Select every line of the records that contains the string "brick", matching case exactly, and copy each such line.

**DATASET EXCERPTS:**
+--

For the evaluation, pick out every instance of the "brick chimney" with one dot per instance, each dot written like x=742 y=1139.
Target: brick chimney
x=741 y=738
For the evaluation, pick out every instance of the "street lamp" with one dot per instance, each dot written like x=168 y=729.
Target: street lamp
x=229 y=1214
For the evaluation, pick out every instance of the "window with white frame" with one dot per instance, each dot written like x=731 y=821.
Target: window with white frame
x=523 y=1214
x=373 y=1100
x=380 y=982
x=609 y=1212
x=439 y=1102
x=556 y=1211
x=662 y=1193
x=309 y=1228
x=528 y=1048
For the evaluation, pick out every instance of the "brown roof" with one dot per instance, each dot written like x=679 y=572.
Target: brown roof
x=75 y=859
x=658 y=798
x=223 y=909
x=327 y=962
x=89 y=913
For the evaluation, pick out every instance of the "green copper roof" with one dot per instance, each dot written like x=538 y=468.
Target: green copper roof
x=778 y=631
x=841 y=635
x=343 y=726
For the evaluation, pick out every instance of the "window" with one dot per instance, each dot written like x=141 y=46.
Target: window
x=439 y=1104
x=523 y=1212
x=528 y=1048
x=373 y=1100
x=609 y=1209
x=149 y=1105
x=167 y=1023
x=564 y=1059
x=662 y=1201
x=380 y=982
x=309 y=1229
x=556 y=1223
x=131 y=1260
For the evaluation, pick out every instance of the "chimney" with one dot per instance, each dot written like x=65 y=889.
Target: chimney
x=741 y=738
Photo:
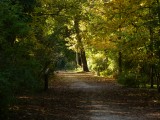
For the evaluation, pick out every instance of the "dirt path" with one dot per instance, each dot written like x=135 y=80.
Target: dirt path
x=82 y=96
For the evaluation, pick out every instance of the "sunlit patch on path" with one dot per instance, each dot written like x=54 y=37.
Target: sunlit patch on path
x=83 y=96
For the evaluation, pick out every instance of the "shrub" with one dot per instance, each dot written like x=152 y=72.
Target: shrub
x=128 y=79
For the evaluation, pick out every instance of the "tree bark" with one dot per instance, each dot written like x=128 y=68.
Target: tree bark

+--

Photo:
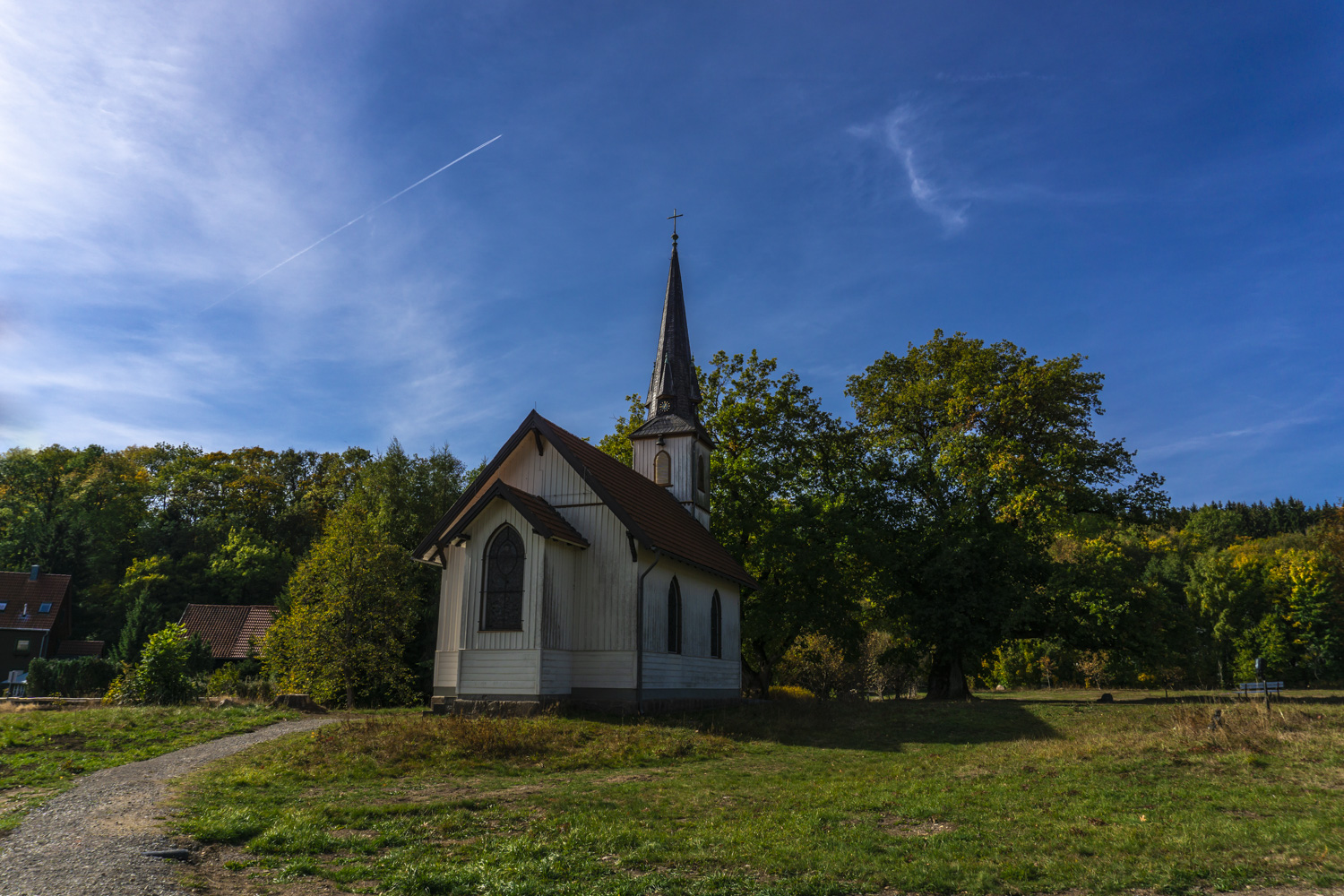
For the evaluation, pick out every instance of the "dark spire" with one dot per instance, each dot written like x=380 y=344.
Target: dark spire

+--

**SOLUTION BELOW:**
For the evaluation, pick out every instance of the "brick chimney" with one dot per instance, each dot written like x=742 y=1139.
Target: brick chimney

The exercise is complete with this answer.